■ AIM OF THE TASK
Print the lines from the one containing "One point per instance of the mosaic" through the one containing "pixel 255 383", without changing anything, and include both of those lines.

— START EXERCISE INPUTS —

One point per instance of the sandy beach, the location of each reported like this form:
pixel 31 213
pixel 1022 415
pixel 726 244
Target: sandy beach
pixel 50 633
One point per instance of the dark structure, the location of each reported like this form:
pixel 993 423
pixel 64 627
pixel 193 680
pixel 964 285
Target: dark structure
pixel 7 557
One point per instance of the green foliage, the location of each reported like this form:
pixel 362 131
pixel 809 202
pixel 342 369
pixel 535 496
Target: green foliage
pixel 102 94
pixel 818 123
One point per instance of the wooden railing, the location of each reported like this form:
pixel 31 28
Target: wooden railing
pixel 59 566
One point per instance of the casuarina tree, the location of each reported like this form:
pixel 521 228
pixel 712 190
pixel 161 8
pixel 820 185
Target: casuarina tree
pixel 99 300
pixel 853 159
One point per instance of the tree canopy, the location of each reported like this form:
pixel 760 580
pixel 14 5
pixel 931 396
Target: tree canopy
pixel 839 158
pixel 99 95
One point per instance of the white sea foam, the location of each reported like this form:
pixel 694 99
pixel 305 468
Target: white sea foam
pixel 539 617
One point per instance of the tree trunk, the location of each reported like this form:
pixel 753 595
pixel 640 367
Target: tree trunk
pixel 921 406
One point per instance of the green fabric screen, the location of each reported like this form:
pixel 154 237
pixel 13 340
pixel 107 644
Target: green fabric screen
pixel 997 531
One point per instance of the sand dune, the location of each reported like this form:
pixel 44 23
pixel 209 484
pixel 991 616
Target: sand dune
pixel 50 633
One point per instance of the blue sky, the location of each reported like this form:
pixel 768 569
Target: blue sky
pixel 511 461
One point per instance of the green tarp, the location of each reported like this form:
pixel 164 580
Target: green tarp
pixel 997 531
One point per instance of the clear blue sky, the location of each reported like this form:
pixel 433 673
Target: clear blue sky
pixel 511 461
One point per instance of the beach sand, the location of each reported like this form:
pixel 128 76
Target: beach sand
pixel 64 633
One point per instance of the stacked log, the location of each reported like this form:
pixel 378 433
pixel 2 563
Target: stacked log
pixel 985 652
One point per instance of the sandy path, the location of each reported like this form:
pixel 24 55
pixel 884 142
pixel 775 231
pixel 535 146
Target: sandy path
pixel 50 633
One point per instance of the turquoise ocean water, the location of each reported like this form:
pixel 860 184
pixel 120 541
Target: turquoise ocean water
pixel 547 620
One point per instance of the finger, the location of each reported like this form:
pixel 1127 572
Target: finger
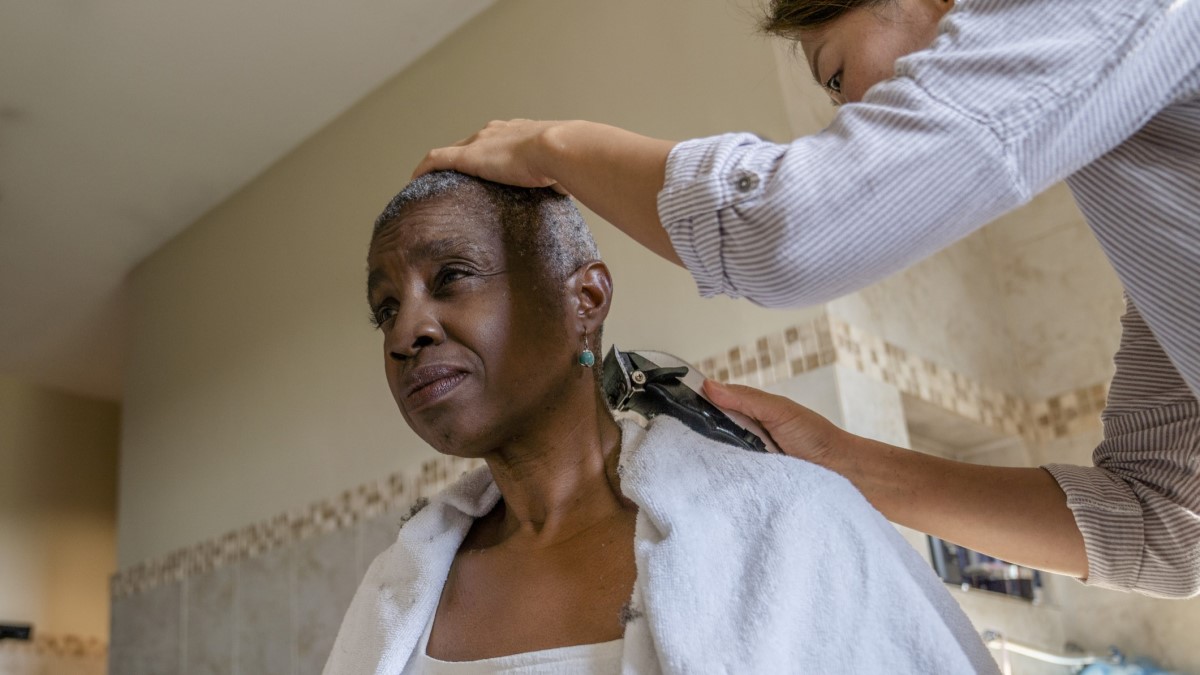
pixel 767 408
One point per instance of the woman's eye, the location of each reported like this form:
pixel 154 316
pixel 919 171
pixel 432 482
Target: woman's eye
pixel 449 275
pixel 382 315
pixel 834 83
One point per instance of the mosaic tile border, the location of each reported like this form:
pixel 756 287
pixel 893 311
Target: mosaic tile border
pixel 397 491
pixel 64 646
pixel 825 341
pixel 777 357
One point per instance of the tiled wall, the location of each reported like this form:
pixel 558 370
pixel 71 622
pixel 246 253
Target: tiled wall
pixel 269 598
pixel 53 655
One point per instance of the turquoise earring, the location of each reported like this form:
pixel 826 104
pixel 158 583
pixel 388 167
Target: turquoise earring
pixel 587 359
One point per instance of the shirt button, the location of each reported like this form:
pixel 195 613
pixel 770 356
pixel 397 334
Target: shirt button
pixel 745 181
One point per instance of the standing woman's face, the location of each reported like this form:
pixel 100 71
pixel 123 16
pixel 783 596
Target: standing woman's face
pixel 859 48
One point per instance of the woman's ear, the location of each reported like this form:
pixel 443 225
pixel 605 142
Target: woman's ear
pixel 591 288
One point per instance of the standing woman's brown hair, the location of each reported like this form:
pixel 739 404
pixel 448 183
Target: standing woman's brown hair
pixel 787 18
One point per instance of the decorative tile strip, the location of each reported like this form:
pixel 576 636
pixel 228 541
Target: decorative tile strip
pixel 825 341
pixel 396 491
pixel 64 646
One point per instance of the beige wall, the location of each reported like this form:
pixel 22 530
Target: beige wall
pixel 58 511
pixel 255 383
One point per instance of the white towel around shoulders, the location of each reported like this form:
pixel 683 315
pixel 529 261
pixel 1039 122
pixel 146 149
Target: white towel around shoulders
pixel 747 562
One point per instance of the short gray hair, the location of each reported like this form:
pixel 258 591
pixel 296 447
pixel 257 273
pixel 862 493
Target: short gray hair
pixel 535 222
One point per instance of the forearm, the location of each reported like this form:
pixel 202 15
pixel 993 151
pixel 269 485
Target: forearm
pixel 613 172
pixel 1014 514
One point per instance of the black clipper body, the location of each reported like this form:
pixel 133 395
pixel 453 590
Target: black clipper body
pixel 653 383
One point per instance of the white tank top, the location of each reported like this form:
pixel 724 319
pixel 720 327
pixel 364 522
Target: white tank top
pixel 601 658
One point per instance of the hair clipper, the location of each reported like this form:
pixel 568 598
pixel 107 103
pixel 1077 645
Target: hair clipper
pixel 653 383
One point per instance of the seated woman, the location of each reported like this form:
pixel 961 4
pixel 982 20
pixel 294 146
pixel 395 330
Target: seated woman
pixel 586 544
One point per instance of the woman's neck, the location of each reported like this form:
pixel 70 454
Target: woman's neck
pixel 559 481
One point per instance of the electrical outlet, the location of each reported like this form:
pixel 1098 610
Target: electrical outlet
pixel 16 631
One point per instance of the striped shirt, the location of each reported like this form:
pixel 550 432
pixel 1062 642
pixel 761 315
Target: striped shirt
pixel 1013 96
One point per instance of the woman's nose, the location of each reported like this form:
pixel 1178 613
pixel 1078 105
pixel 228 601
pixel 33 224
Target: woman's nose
pixel 412 332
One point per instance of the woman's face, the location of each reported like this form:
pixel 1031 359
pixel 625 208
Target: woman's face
pixel 473 352
pixel 859 49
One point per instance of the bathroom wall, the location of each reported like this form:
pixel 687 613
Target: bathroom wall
pixel 58 515
pixel 255 381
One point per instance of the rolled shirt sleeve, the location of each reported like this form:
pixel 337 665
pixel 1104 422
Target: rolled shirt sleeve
pixel 1139 507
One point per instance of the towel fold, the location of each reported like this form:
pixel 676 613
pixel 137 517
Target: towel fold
pixel 745 563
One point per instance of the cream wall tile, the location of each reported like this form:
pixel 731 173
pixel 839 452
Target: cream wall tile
pixel 1049 211
pixel 147 629
pixel 946 309
pixel 816 390
pixel 209 646
pixel 265 608
pixel 871 407
pixel 1063 302
pixel 327 577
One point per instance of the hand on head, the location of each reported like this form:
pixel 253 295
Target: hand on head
pixel 502 151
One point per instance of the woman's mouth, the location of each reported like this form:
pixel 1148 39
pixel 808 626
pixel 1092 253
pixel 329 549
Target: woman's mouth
pixel 430 384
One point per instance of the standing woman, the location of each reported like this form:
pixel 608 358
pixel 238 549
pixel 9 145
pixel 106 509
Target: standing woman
pixel 953 117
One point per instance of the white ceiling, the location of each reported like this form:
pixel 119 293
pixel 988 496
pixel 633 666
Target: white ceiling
pixel 123 121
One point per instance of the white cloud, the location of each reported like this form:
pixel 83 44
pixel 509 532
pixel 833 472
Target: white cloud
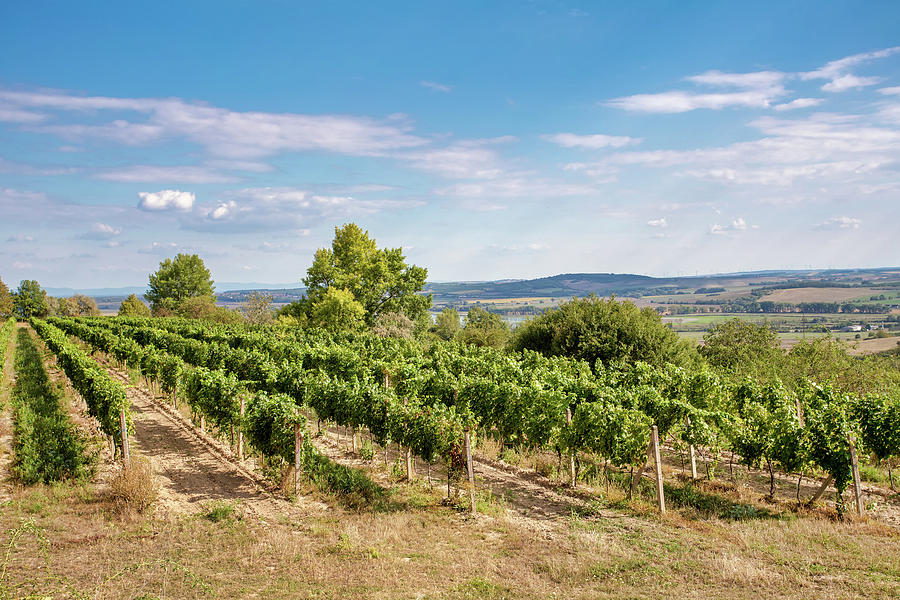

— END EXERCISE INPUTS —

■ THE ANSWER
One point per instance of the mosaic tile border, the location of each reported like this form:
pixel 756 287
pixel 893 311
Target: mosaic tile border
pixel 397 491
pixel 64 646
pixel 825 341
pixel 777 357
One point per instance of the tiled wall, the location of each reported like this form:
pixel 558 370
pixel 71 622
pixel 246 253
Target: tiled wall
pixel 269 598
pixel 53 655
One point per instance of the turquoise earring, the location of each reported like this form:
pixel 826 104
pixel 158 583
pixel 388 167
Target: turquoise earring
pixel 587 359
One point per instance of the shirt button, the location of each reported like this form:
pixel 195 613
pixel 770 356
pixel 397 334
Target: shirt button
pixel 745 181
One point per instance of the standing woman's face, the location of each reported like this form:
pixel 100 71
pixel 123 16
pixel 783 596
Target: standing woman's face
pixel 859 48
One point per instance of the woman's ear, the location of each reported like this form:
pixel 443 225
pixel 605 142
Target: woman's ear
pixel 591 288
One point per instance of the standing woman's brown hair, the location of each reported like this form:
pixel 739 404
pixel 448 183
Target: standing woman's brown hair
pixel 787 18
One point per instance of the decorative tile strip, the location of each reported like this form:
pixel 576 636
pixel 228 541
Target: decorative tile strip
pixel 825 341
pixel 396 491
pixel 64 646
One point per instance of the beige wall, the location of each reported like this form:
pixel 22 530
Target: beige wall
pixel 58 511
pixel 255 383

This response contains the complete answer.